▶ [Passage to read]:
EMEA statement on the safety of Ketek

Press release 27/01/2006

The European Medicines Agency (EMEA) has reviewed cases of serious liver injury associated with the use of Ketek (telithromycin). Following this preliminary review the Agency's Committee for Medicinal Products for Human Use (CHMP) has asked the marketing authorisation holder (Aventis Pharma S.A.) to change the product information of Ketek to include stronger warnings concerning liver disorders. This is a precautionary measure, pending the outcome of a full benefit/risk assessment of the product in the context of the ongoing renewal procedure for the marketing authorisation.

Cases of serious acute hepatitis, including liver failure, some of which were fatal, have been reported to and assessed by the EMEA in the context of the continuous monitoring of the safety of Ketek. The reported serious liver reactions started during or immediately after treatment with Ketek and were, in most cases, reversible after use of this product was discontinued. Further cases, including cases of liver failure, are currently being assessed by the EMEA.

▶ [Extracted data]:
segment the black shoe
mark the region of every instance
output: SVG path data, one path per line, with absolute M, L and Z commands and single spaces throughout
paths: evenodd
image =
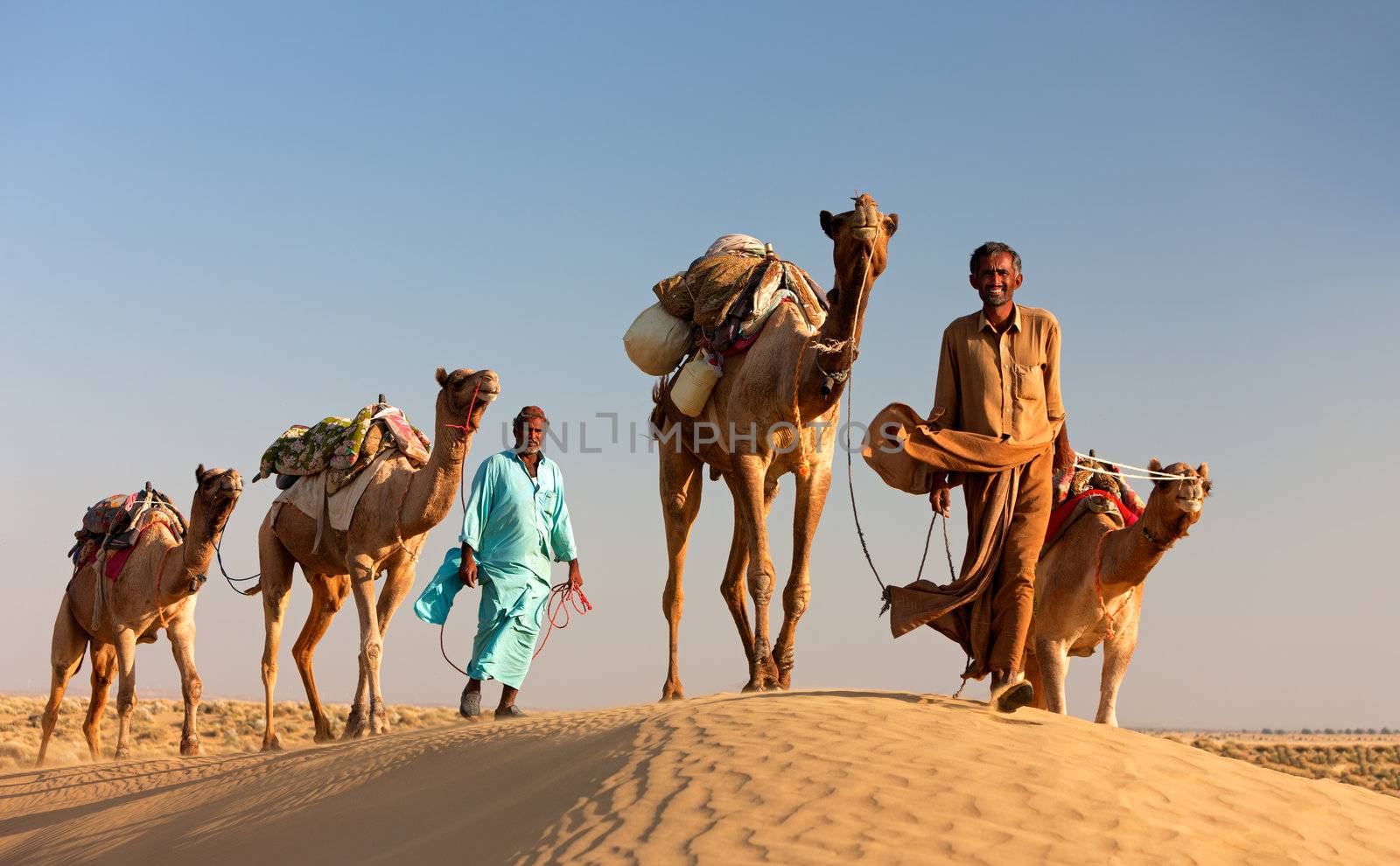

▶ [Activity list]:
A – Using the Ketek safety statement above, mark each statement yes or no and quote the exact words of the statement that decide it. (i) The CHMP asked Aventis Pharma S.A. to add stronger warnings about liver disorders to the Ketek product information. (ii) Most of the reported serious liver reactions did not reverse after Ketek was stopped. (iii) The EMEA has finished assessing every reported case of liver failure.
B – Please write the next part of the Ketek safety statement, beginning right after its final sentence.

▶ [Answer set]:
A –
(i) Yes: "has asked the marketing authorisation holder (Aventis Pharma S.A.) to change the product information of Ketek to include stronger warnings concerning liver disorders"
(ii) No: "were, in most cases, reversible after use of this product was discontinued"
(iii) No: "Further cases, including cases of liver failure, are currently being assessed by the EMEA."

B –
While the EMEA is reviewing all data to determine whether further actions are warranted, prescribers are reminded to use Ketek with caution in patients with liver impairment.
Patients are advised to stop treatment and contact their doctor if symptoms and signs of liver disease, such as loss of appetite, yellowing of skin and eyes, dark urine, itching or tender abdomen, develop.



  1. Ketek is an antibiotic indicated for the treatment of respiratory infections. This medicinal product is centrally authorised and marketed in the European Union in Belgium, Cyprus, Finland, France, Germany, Greece, Ireland, Italy, Luxembourg, Malta, Portugal, Slovenia, Spain, Sweden and theUnited Kingdom.
  2. A marketing authorisation of a medicinal product is valid for five years, but may be renewed upon application by the marketing authorisation holder. The renewal dossier and assessment is based on a general re-evaluation of the benefit/risk balance of the product.
  3. Three cases of serious liver injury (already assessed by the EMEA) were described in a recent article (20 January 2006) published in the online edition of the “Annals of Internal Medicine”.